──────── DATASET ENTRIES
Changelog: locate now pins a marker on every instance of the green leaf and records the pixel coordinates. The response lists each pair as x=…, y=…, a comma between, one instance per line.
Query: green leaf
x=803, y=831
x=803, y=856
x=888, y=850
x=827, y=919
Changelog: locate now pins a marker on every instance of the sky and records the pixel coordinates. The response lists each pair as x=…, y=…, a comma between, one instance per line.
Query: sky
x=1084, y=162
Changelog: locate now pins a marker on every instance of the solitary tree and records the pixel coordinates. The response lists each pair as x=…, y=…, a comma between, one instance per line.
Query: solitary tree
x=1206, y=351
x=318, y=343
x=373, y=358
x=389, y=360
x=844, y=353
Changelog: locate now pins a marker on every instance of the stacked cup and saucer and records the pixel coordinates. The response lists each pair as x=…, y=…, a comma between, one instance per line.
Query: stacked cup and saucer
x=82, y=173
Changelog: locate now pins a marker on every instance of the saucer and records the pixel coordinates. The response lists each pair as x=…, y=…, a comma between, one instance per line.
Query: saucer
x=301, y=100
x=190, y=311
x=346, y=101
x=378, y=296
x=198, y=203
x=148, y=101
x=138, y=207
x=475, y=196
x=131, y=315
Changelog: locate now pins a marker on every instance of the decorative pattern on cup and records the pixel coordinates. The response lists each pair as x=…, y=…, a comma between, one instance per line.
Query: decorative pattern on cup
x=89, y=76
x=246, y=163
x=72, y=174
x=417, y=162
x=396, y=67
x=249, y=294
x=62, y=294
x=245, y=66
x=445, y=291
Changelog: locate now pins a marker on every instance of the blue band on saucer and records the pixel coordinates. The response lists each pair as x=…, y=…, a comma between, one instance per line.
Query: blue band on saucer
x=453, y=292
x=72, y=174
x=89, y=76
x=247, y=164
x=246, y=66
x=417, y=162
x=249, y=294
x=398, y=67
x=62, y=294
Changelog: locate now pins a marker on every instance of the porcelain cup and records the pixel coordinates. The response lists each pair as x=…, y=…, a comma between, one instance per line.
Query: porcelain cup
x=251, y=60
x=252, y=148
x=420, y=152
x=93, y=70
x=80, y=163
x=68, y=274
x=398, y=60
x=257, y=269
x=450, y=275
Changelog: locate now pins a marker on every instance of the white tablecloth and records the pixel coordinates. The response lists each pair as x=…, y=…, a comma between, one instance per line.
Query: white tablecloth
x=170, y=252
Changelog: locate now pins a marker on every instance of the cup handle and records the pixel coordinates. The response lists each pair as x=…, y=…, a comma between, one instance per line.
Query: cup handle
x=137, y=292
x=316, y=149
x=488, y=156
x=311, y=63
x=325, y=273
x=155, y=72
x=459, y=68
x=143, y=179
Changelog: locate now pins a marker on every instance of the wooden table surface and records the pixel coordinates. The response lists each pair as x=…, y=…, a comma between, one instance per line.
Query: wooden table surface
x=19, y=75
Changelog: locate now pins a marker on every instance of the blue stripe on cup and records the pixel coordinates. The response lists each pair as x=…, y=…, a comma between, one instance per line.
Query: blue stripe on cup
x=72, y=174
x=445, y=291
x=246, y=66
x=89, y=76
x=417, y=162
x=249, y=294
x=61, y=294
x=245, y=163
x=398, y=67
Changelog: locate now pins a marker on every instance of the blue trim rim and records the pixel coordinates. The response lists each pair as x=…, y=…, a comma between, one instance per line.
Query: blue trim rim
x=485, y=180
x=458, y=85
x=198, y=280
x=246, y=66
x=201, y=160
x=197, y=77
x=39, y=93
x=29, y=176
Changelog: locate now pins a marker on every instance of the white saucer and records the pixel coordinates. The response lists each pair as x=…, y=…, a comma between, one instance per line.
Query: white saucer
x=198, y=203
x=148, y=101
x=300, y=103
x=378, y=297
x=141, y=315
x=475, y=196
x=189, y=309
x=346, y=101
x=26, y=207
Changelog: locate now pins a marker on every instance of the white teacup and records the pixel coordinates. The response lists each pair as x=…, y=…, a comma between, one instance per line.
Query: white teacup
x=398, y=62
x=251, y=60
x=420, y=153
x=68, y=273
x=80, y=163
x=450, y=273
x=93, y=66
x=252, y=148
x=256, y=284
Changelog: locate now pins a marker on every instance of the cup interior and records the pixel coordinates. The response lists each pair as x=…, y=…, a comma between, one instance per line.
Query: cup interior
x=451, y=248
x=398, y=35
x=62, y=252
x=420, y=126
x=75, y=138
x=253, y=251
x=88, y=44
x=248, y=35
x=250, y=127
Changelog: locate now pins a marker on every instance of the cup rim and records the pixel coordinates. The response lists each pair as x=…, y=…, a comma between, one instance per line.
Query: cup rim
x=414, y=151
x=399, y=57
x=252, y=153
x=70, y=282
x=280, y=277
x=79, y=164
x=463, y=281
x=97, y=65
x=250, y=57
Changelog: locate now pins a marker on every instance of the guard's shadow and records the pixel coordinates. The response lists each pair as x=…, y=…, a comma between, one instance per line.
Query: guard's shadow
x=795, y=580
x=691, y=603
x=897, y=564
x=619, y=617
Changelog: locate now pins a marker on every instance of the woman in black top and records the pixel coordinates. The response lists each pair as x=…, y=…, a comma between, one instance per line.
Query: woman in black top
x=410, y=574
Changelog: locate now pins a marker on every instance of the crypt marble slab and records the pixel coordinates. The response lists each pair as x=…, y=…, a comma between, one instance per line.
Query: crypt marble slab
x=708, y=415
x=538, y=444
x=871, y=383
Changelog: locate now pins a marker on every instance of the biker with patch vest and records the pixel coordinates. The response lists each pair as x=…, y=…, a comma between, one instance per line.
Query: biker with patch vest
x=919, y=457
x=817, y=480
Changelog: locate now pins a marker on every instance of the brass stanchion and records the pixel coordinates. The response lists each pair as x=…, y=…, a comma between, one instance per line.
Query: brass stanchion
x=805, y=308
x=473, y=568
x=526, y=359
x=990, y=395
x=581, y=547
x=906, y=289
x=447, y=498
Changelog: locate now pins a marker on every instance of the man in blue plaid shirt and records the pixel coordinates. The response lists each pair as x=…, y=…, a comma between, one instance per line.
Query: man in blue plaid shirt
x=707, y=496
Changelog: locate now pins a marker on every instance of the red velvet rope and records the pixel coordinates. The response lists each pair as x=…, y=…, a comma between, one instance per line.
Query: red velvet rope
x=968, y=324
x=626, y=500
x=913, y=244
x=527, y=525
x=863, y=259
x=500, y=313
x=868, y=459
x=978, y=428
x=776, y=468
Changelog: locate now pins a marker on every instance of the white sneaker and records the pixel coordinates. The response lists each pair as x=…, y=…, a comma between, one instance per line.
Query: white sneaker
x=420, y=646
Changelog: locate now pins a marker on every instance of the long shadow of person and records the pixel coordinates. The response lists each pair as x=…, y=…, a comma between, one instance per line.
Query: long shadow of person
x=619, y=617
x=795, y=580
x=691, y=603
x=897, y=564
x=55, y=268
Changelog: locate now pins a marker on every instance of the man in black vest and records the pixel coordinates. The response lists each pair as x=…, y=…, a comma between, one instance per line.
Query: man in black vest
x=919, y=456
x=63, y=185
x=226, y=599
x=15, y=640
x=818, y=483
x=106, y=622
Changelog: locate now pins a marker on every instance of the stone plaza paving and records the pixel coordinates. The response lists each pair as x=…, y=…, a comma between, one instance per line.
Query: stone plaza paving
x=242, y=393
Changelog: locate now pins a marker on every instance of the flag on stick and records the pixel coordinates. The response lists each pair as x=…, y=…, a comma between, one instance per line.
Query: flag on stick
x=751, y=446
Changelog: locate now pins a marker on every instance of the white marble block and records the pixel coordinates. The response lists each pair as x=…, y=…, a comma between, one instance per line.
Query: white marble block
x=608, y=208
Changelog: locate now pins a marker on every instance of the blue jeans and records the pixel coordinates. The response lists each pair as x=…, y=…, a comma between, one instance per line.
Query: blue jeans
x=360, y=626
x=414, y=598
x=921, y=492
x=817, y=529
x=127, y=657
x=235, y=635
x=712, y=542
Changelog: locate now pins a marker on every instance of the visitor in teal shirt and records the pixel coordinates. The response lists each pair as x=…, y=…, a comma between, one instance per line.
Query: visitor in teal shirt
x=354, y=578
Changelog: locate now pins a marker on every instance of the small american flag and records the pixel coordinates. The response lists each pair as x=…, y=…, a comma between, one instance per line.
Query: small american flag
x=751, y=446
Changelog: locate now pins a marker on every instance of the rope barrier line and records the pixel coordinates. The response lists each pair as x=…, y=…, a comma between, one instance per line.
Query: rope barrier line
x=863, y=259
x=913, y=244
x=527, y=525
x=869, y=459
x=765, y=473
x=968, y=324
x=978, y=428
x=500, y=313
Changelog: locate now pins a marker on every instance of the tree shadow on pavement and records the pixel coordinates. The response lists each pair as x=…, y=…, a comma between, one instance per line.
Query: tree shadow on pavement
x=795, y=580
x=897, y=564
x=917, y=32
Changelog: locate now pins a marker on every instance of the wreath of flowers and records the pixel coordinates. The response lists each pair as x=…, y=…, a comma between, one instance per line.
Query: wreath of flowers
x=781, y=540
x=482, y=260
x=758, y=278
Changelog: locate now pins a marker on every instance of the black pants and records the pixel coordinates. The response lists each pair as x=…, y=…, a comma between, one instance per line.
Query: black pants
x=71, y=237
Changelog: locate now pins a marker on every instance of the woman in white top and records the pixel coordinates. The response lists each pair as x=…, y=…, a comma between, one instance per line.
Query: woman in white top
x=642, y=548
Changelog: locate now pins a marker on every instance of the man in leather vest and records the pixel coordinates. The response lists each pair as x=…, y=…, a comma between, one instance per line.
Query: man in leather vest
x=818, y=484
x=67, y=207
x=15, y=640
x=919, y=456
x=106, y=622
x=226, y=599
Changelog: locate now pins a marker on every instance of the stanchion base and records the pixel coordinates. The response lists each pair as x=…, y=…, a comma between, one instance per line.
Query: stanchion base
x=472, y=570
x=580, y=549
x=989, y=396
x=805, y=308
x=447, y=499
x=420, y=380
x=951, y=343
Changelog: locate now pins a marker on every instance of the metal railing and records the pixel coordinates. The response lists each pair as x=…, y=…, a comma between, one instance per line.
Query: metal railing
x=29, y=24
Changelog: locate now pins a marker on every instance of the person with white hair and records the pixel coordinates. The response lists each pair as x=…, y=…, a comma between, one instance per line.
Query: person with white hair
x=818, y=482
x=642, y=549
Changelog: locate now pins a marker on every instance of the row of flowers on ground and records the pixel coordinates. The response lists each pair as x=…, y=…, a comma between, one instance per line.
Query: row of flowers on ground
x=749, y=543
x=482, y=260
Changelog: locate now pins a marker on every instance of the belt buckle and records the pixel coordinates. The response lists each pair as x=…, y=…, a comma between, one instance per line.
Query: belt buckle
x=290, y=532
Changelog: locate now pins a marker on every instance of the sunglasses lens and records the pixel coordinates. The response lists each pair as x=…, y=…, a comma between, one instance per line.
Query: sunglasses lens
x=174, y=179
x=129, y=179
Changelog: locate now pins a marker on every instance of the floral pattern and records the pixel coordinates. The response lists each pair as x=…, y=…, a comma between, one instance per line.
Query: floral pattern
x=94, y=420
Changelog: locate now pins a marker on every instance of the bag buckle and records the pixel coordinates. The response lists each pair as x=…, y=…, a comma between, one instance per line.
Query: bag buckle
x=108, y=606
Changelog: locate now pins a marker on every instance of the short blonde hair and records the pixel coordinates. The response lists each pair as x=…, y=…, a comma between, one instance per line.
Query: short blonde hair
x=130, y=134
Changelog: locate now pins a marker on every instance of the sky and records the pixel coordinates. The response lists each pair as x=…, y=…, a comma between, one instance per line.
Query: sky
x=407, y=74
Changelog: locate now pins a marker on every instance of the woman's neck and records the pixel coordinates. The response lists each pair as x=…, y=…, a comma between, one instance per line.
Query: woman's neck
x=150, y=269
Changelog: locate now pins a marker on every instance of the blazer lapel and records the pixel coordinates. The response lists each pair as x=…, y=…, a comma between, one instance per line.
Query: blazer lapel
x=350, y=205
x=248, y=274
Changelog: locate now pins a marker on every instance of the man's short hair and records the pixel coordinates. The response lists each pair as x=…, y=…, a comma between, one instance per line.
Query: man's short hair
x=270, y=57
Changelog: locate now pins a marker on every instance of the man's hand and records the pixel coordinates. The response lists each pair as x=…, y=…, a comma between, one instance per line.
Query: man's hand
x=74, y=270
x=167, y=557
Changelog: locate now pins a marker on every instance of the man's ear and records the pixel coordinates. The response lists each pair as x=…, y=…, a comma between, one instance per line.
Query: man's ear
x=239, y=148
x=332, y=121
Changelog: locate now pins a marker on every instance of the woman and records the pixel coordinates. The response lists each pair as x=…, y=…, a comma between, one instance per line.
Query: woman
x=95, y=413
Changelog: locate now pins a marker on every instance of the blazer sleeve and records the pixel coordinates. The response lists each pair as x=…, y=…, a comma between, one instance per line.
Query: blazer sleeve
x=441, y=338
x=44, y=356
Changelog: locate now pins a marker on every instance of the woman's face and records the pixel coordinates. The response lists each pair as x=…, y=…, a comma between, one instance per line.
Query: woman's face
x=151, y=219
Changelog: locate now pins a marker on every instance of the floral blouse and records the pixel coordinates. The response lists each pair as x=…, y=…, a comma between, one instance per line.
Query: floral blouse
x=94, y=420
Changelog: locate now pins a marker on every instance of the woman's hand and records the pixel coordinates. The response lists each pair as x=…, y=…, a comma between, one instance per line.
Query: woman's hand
────────────────
● REQUIREMENT
Could you give again exactly the lines from the line containing "the woman and" through the final line of the data above, and no others?

● EXERCISE ANSWER
Changelog: locate now pins a marker on every instance of the woman and records the pixel coordinates. The response lists each pair as x=…, y=…, a comma between, one instance per line.
Query: woman
x=95, y=413
Changelog: locate now pins a marker on every instance of the blazer sleeve and records the pixel coordinates. The response lists each pair as x=…, y=…, a comma between, one instance per line.
Query: blazer sleeve
x=441, y=338
x=44, y=356
Changelog: locate now pins a marker on every instance of the woman's face and records the pixel coordinates. The response lists each pair as x=…, y=…, a comma between, one instance per line.
Query: woman's face
x=151, y=219
Changelog: locate now pins a marker on every instance of the floral blouse and records the pixel coordinates. The response lists each pair as x=…, y=…, a comma between, one instance per line.
Query: floral blouse
x=94, y=420
Changelog: locate now pins a marker on every instance of the woman's hand and records the pixel coordinates. The response lists each pair as x=…, y=…, a comma between, one instance per line.
Query: woman's hand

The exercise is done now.